Items from a labeling collection:

:::

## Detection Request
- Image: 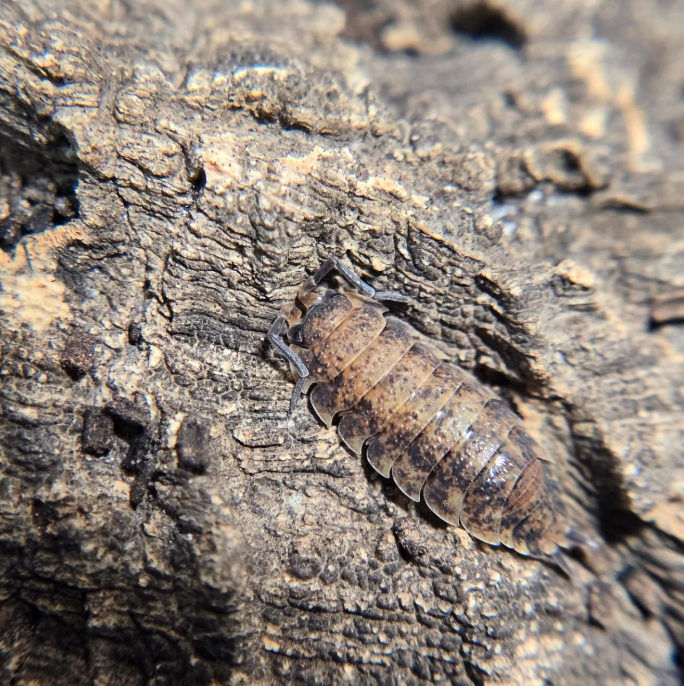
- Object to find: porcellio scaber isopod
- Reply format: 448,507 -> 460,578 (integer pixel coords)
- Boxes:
268,257 -> 580,574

:::

● Exercise details
List each line of the material above that contains the string "coords", treating uppercase and lowercase letters as different.

● Response
- Reply format: 448,507 -> 460,578 (integer pixel coords)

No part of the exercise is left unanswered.